━━━ Extrait du texte
Désormais, on voit se répandre à la place dans la capitale malienne,un optimisme enthousiaste. «Nous vainquons très rapidement, les rebelles ont été mis en déroute, nous prévoyons que la guerre se termine dans quelques jours», a déclaré ministre de l'Information du Mali, Manga Dembélé, après qu'ait été rapporté que les troupes françaises du 21ème Régiment d'Infanterie de Marine et les troupes gouvernementales maliennes avaient pénétré dans certains districts de Tombouctou.

La ville symbole du Mali, de la culture touarègue et de cette guerre, revient sous contrôle gouvernemental grâce au succès de l'offensive française qui avait libéré Gao samedi. Succès obtenu presque sans combat, car les miliciens ont refusé le combat et ils se sont repliés vers le nord, atteignant Kidal, dernier bastion des islamistes et passant peut-être au-delà de la frontière avec le Sahara algérien.
Précisément à Kidal, les chasseurs-bombardiers français ont détruit la maison d'Iyad Ag Ghaly, un ancien officier de l'armée malienne, d'ethnie touarègue, devenu le leader du groupe djihadiste Ansar Dine. Le Gouvernement du Mali a mobilisé deux bataillons de la police militaire, 800 hommes en tout, pour assurer la sécurité et pour éviter les pillages et la violence à Gao et Tombouctou.

La progression rapide des troupes franco-africaines, renforcée par 2000 soldats du Tchad et par les 2000 premiers mis à disposition par les pays ouest-africains qui en ont promis au moins 6000, satisfait également Paris qui pourtant ne semble pas se faire d'illusions sur l'avenir .
L'objectif des 2.500 soldats français appuyés par 14 avions de combat et une vingtaine d'hélicoptères est d'achever la reconquête des territoires du Nord du Mali, et d'atteindre Kidal et la frontière algérienne, avant de laisser aux 8 000 soldats africains et aux 4000 Maliens la tâche de contrôler les ville arrachée aux djihadistes en attendant que 200 instructeurs européens et et une centaine d'américains prennent en charge les recrues de Bamako.
━━━━━━
Tâche écrite 1:
Recopiez mot pour mot les enregistrements, depuis leur toute première ligne jusqu'à la ligne contenant « column 704, row 232 », celle-ci comprise.
Le texte et les enregistrements sont des documents indépendants l'un de l'autre.
━━━ Enregistrements
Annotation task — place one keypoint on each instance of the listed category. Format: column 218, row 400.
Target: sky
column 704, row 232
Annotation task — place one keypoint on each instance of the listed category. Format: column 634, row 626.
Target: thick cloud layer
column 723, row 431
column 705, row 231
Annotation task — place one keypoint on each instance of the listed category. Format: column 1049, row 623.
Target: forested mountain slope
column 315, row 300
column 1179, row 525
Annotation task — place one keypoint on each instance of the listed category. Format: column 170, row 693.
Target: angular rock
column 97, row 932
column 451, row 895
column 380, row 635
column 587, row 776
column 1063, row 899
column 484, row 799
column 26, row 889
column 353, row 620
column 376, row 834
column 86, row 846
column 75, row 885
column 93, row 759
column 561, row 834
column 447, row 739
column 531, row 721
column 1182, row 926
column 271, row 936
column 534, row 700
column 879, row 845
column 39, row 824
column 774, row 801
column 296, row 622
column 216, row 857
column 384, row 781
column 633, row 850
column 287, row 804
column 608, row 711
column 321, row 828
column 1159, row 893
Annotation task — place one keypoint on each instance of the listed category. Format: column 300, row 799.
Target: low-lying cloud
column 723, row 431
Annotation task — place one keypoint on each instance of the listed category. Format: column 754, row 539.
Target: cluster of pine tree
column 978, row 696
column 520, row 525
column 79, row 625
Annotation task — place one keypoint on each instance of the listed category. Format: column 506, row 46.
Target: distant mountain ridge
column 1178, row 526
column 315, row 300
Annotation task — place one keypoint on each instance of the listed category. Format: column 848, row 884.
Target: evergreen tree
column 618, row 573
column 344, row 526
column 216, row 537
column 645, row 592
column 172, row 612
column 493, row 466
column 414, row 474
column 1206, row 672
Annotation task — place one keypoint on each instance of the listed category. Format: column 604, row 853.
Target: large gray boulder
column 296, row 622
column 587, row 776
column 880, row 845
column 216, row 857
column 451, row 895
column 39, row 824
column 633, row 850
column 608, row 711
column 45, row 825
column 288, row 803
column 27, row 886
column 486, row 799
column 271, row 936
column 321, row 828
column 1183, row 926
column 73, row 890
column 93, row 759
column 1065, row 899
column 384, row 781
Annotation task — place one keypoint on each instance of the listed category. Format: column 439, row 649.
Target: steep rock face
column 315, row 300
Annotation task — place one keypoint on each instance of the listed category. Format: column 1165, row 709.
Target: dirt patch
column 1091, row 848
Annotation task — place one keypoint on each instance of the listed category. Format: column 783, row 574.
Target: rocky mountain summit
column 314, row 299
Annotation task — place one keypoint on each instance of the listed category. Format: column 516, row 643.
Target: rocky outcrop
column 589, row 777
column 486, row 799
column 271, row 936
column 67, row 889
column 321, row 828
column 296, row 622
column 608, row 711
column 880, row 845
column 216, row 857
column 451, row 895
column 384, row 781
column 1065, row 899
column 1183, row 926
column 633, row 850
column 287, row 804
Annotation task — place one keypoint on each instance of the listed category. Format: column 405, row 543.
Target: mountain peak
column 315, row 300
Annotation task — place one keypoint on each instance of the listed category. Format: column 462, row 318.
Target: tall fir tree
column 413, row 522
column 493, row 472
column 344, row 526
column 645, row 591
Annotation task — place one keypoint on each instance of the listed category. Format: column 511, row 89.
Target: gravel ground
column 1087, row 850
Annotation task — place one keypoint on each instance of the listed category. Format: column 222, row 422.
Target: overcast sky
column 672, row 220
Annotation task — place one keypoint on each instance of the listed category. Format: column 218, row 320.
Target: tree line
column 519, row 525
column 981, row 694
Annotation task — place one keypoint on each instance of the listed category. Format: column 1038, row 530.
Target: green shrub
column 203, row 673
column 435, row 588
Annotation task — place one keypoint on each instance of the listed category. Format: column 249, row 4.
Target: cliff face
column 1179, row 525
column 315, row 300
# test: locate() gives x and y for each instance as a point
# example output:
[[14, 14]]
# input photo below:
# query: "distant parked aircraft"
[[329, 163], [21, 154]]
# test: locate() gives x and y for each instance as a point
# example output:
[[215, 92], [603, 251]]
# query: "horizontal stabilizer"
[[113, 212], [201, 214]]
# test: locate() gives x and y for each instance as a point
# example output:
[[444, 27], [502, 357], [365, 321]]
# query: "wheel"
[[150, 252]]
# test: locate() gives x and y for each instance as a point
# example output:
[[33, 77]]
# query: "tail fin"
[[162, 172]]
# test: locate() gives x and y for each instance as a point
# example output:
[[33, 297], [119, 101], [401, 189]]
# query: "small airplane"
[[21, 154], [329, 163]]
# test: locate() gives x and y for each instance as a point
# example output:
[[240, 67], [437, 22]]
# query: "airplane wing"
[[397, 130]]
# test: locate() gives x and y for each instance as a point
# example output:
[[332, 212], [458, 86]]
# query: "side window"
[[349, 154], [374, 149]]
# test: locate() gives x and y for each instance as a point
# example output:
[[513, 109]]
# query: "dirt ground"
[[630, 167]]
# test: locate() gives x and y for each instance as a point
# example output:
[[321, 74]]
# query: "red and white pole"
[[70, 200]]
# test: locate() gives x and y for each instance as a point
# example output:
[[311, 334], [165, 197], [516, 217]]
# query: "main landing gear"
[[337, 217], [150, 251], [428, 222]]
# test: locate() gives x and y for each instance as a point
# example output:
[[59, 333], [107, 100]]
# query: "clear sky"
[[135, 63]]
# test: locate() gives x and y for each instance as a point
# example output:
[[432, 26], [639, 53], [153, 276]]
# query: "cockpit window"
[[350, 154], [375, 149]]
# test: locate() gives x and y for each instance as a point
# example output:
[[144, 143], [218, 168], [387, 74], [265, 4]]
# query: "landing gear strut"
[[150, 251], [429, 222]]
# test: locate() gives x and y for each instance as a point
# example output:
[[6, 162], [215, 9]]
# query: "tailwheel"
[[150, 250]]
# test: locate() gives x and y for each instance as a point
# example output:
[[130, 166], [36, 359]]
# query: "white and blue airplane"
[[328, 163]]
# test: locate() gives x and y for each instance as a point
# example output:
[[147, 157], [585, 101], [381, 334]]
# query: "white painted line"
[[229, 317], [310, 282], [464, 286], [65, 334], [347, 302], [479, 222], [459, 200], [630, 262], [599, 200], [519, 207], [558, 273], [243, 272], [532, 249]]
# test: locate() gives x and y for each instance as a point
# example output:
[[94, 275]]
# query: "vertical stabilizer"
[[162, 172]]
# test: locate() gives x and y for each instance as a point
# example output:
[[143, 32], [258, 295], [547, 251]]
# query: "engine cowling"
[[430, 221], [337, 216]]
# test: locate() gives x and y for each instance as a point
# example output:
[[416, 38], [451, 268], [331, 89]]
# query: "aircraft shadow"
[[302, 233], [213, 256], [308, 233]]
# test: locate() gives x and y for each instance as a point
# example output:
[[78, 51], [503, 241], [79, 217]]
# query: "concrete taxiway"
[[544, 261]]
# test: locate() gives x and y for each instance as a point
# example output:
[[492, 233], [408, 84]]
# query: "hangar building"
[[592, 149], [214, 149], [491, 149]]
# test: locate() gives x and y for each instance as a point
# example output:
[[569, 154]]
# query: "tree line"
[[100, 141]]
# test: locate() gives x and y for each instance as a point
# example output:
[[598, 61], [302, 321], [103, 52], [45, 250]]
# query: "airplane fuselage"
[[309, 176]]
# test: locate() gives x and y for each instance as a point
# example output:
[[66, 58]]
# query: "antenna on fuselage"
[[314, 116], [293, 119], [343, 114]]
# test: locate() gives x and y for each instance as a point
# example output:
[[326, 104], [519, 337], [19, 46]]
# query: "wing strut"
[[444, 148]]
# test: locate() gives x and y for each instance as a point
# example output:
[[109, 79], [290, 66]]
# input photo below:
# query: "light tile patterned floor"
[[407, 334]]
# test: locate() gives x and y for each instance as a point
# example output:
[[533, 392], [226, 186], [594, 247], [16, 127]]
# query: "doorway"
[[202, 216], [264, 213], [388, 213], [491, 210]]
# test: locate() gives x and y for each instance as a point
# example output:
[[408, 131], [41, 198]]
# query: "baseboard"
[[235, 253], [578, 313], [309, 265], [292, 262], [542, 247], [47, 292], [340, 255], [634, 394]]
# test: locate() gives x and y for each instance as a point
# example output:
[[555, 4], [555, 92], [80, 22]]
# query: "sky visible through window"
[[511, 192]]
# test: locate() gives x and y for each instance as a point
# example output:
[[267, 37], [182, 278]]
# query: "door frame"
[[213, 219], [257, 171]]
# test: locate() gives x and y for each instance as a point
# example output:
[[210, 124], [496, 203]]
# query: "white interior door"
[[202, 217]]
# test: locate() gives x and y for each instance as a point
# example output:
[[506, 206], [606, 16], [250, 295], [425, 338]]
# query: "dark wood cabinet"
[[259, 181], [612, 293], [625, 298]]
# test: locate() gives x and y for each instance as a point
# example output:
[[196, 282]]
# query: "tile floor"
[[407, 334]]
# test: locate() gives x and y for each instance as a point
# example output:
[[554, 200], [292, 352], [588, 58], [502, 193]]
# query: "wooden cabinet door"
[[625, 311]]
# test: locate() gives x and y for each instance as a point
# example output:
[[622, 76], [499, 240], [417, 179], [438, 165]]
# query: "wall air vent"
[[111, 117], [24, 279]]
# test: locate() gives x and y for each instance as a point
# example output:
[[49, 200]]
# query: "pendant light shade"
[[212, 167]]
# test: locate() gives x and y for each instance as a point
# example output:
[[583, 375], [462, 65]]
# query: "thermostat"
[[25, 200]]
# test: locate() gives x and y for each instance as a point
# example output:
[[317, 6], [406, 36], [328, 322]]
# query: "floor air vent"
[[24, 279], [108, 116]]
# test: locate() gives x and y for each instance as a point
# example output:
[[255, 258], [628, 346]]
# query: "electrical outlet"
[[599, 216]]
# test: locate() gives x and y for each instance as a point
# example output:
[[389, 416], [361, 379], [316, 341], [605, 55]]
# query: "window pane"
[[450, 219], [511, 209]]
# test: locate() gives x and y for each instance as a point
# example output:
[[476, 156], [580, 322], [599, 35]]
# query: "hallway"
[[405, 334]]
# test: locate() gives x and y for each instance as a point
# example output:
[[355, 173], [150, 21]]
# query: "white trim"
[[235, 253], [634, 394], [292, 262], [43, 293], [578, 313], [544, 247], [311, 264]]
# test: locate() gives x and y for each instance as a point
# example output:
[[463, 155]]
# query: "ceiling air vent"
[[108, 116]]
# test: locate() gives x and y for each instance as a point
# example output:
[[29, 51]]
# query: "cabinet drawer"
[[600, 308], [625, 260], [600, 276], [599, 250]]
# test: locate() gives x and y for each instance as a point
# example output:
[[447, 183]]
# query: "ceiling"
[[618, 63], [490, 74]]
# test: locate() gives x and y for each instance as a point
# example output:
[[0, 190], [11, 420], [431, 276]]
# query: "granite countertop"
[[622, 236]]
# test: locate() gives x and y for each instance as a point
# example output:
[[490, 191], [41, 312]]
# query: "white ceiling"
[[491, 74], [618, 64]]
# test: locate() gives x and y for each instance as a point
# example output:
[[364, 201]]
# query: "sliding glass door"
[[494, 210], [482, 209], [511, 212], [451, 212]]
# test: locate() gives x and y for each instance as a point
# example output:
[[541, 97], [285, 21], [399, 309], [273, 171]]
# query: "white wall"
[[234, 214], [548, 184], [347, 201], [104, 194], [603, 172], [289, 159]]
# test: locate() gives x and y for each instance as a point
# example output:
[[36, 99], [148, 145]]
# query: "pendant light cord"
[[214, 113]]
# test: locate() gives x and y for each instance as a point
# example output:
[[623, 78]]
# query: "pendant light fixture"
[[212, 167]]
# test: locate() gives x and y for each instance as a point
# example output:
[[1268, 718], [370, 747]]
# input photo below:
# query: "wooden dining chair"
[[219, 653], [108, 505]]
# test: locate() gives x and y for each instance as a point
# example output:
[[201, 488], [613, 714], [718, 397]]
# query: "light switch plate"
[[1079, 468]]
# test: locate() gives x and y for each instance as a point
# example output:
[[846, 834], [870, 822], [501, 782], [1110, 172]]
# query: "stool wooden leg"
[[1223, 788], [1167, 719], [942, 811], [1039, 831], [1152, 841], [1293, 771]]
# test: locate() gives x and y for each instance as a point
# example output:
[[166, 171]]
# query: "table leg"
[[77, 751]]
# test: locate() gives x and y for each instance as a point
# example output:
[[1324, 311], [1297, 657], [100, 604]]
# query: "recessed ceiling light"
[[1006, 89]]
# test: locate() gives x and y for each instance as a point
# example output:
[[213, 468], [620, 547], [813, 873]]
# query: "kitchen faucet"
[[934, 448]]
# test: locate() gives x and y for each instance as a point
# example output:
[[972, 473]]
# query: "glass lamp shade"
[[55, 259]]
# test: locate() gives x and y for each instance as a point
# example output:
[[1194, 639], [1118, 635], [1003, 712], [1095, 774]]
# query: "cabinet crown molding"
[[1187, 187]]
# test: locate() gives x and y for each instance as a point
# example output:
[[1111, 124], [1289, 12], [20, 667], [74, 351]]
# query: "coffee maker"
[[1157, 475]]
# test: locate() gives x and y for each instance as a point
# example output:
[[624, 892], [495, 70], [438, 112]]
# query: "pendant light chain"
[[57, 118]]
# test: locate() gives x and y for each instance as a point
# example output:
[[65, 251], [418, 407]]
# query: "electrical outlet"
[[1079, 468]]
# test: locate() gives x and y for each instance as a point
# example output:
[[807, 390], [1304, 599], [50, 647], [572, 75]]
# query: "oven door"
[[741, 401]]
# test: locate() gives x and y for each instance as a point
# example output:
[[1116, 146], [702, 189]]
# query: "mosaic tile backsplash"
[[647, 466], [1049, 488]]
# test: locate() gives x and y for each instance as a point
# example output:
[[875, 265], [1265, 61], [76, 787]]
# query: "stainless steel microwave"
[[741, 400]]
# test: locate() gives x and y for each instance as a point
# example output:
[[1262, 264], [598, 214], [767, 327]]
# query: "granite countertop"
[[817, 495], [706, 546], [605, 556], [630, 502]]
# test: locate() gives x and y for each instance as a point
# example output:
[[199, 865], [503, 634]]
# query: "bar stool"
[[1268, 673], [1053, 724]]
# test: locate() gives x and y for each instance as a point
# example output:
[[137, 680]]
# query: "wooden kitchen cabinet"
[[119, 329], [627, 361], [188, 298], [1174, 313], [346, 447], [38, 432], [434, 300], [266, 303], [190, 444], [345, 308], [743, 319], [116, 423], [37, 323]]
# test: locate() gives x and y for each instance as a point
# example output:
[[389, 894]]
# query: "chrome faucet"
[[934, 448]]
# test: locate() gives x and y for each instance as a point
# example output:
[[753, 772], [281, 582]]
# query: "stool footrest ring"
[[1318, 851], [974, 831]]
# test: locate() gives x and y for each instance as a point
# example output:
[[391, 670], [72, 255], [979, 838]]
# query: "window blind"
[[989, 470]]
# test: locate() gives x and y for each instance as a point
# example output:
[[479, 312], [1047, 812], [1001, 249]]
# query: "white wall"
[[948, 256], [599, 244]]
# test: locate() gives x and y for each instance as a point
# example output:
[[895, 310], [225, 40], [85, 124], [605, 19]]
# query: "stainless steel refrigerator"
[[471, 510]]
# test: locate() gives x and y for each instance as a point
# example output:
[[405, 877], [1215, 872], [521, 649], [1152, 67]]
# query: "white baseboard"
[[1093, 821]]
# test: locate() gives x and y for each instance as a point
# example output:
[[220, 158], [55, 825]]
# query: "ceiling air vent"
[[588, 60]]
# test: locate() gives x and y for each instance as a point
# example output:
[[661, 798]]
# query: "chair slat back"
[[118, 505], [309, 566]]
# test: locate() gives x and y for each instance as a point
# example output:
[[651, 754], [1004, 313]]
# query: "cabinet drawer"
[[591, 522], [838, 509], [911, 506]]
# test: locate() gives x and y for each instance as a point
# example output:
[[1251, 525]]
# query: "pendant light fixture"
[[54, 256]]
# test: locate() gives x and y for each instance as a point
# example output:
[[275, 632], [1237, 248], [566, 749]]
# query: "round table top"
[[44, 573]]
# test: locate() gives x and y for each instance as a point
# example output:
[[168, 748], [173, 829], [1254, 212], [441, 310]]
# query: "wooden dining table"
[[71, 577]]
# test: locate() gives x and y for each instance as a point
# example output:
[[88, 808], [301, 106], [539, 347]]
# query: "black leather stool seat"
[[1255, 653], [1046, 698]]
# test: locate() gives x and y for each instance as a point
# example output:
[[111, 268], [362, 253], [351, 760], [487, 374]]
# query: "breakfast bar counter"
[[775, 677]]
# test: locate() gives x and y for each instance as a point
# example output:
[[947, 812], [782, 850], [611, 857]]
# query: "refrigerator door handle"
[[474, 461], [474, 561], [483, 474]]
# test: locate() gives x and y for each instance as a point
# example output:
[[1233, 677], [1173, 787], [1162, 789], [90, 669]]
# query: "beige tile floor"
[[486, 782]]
━━━━━━
Tâche écrite 2:
D'après l'extrait sur la guerre au Mali, combien d'hommes le gouvernement malien a-t-il mobilisés pour assurer la sécurité à Gao et Tombouctou ?

Sortie complète 1:
Annotation task — place one keypoint on each instance of the listed category. Format: column 218, row 400.
Target: sky
column 704, row 232

Sortie complète 2:
800 hommes, répartis en deux bataillons de la police militaire.